Task instructions:
Transcribe each record exactly. Include every one.
◇ ◇ ◇
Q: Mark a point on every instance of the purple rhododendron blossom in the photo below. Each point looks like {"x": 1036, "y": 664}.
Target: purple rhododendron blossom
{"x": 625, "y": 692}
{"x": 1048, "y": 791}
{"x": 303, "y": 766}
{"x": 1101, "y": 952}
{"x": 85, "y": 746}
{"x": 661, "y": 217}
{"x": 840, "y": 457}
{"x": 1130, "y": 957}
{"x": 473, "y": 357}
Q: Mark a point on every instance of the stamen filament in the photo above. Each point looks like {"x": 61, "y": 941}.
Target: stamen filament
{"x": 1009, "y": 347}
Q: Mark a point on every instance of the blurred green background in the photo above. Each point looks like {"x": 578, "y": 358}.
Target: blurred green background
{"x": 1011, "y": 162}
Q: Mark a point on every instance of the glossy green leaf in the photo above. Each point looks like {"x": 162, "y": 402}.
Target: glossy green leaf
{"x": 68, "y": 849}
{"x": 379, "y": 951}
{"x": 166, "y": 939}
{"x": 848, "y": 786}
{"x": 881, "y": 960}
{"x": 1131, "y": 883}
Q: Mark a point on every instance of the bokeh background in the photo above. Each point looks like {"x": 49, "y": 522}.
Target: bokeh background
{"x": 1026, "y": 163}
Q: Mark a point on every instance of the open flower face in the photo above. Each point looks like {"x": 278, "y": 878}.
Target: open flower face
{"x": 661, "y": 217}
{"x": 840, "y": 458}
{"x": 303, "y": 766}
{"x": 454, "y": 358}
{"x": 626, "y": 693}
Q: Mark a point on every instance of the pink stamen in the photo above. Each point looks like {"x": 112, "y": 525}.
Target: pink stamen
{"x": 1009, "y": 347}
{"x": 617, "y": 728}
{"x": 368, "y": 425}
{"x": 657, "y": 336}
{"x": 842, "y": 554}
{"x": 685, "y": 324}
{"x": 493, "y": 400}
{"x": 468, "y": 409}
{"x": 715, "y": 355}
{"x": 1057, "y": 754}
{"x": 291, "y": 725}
◇ ◇ ◇
The output:
Q: Mark a point on every instance of the purple rhododendron blossom in the photo below. Each point looks like {"x": 1036, "y": 664}.
Target: purple rhododendron blossom
{"x": 625, "y": 692}
{"x": 1048, "y": 791}
{"x": 303, "y": 766}
{"x": 1101, "y": 952}
{"x": 85, "y": 746}
{"x": 661, "y": 217}
{"x": 840, "y": 457}
{"x": 1130, "y": 957}
{"x": 473, "y": 357}
Q: Mark a point on every instance of the stamen filament in the photo above. Each point looks like {"x": 61, "y": 941}.
Target: stamen filament
{"x": 1009, "y": 347}
Q: Mark a point on every instance of the blurred green background in the photo above. Each point looks like {"x": 578, "y": 358}.
Target: blurred green background
{"x": 1011, "y": 162}
Q: Mark a point on every instance of the glossy green leaf in the photo above. Each point looks like {"x": 162, "y": 402}.
Target: glossy green leaf
{"x": 68, "y": 849}
{"x": 379, "y": 951}
{"x": 166, "y": 939}
{"x": 848, "y": 786}
{"x": 881, "y": 960}
{"x": 1131, "y": 883}
Q: Mark a point on every instance of the bokeh background in the photo above. Each point looks like {"x": 49, "y": 522}.
Target: bokeh background
{"x": 1026, "y": 163}
Q: Mark a point on every instance of the open flower face in the photo above. Each point looks like {"x": 278, "y": 878}.
Target: open flower face
{"x": 661, "y": 217}
{"x": 840, "y": 458}
{"x": 303, "y": 766}
{"x": 454, "y": 358}
{"x": 626, "y": 693}
Q: Mark a point on every instance of the pink stamen in the photo above. Each point looks like {"x": 112, "y": 525}.
Target: pink stamen
{"x": 1009, "y": 347}
{"x": 617, "y": 728}
{"x": 368, "y": 425}
{"x": 657, "y": 336}
{"x": 842, "y": 554}
{"x": 685, "y": 324}
{"x": 493, "y": 400}
{"x": 468, "y": 409}
{"x": 715, "y": 355}
{"x": 1057, "y": 754}
{"x": 291, "y": 725}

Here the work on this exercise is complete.